■ PASSAGE SHOWN ■
Magwood, Earl v. Keyes
ORDER dismissing #1 Petition for Writ of Habeas Corpus without prejudice for failure to exhaust administrative remedies. Signed by District Judge James D. Peterson on 11/14/2023. (lam),(ps)
IN THE UNITED STATES DISTRICT COURT
FOR THE WESTERN DISTRICT OF WISCONSIN
EARL C. MAGWOOD,
OPINION and ORDER
FCI WARDEN KEYES,
Earl C. Magwood, appearing pro se, is incarcerated at the Federal Correctional
Institution in Oxford, Wisconsin. Magwood has filed a petition for writ of habeas corpus under
28 U.S.C. § 2241, seeking an order directing the Bureau of Prisons to apply 145 days of First
Step Act time credits that would entitle him to earlier placement in prerelease custody or
supervised release. But Magwood concedes that he has not exhausted his administrative
remedies for his request, so I will deny his petition without prejudice.
Courts generally require a prisoner to exhaust the BOP’s administrative remedies before
bringing a § 2241 action. See Richmond v. Scibana, 387 F.3d 602, 604 (7th Cir. 2004);
Anderson v. Miller, 772 F.2d 375, 376–77 (7th Cir. 1985). To start the process, the prisoner
must file an informal complaint with BOP staff. 28 C.F.R. § 542.13(a). If the prisoner cannot
informally resolve his complaint, he must file an administrative remedy request on a BP-9 form
within 20 days after the incident at issue. 28 C.F.R. § 542.14(a). If the prisoner is unsatisfied
with the warden’s response, he may submit an appeal on a BP-10 form to the Regional Director
within 20 days. 28 C.F.R. § 542.15(a). If the prisoner is unsatisfied with the Regional
Director’s response, he may submit an appeal on a BP-11 form to the Office of General Counsel
within 30 days. Id.

■ SOURCE DATA ■
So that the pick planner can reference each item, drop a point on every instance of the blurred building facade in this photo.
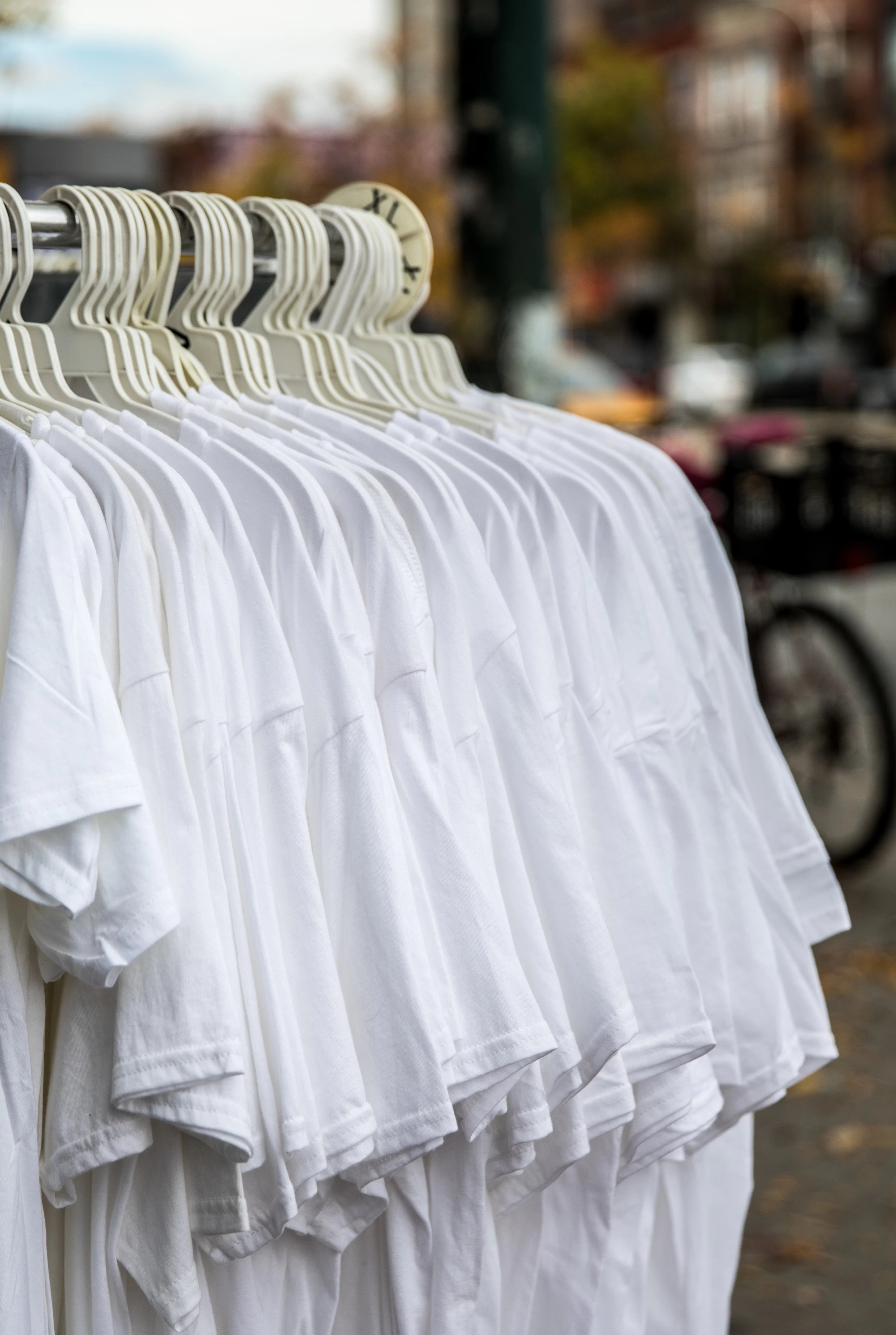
(784, 110)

■ WORK TO COMPLETE ■
a – Print everything in the Magwood habeas order from "Magwood, Earl v." down to "petition without prejudice.".
b – Proceed with the Magwood habeas order, picking up right after its last sentence.

■ OUTPUTS IN ORDER ■
a –
Magwood, Earl v. Keyes
ORDER dismissing #1 Petition for Writ of Habeas Corpus without prejudice for failure to exhaust administrative remedies. Signed by District Judge James D. Peterson on 11/14/2023. (lam),(ps)
IN THE UNITED STATES DISTRICT COURT
FOR THE WESTERN DISTRICT OF WISCONSIN
EARL C. MAGWOOD,
OPINION and ORDER
FCI WARDEN KEYES,
Earl C. Magwood, appearing pro se, is incarcerated at the Federal Correctional
Institution in Oxford, Wisconsin. Magwood has filed a petition for writ of habeas corpus under
28 U.S.C. § 2241, seeking an order directing the Bureau of Prisons to apply 145 days of First
Step Act time credits that would entitle him to earlier placement in prerelease custody or
supervised release. But Magwood concedes that he has not exhausted his administrative
remedies for his request, so I will deny his petition without prejudice.

b –
Magwood states that he filed a BP-9 form challenging the denial of his credits, but the
warden refuses to respond, which Magwood contends violates his due process rights because
the lack of response makes him unable to file an appeal. Magwood is incorrect about the
consequences of the warden’s failure to respond. When a prison official fails to respond to an
administrative request or appeal, the prisoner “may consider the absence of a response to be a
denial at that level.” See 28 C.F.R. § 542.18. So Magwood still has an opportunity to exhaust
the remaining levels of the administrative process by treating the warden’s non-response as a
denial of his request and filing an appeal.
I may excuse a failure to exhaust where: (1) requiring exhaustion would cause prejudice
because of the time required; (2) the agency cannot resolve the issue or grant the requested
relief; (3) exhaustion would be futile because the agency is biased or has already determined
the issue; or (4) substantial constitutional questions are raised. Gonzalez v. O’Connell,
355 F.3d 1010, 1016 (7th Cir. 2004). These exceptions do not apply to Magwood. In
particular, his projected release date is September 28, 2024, so if he acts promptly, he should
be able to exhaust administrative remedies well before his projected release date.
IT IS ORDERED that:
1. Earl C. Magwood’s petition under 28 U.S.C. § 2241, Dkt. 1, is DISMISSED
without prejudice for failure to exhaust administrative remedies.
2. The clerk of court is directed to enter judgment and close this case.
Entered November 14, 2023.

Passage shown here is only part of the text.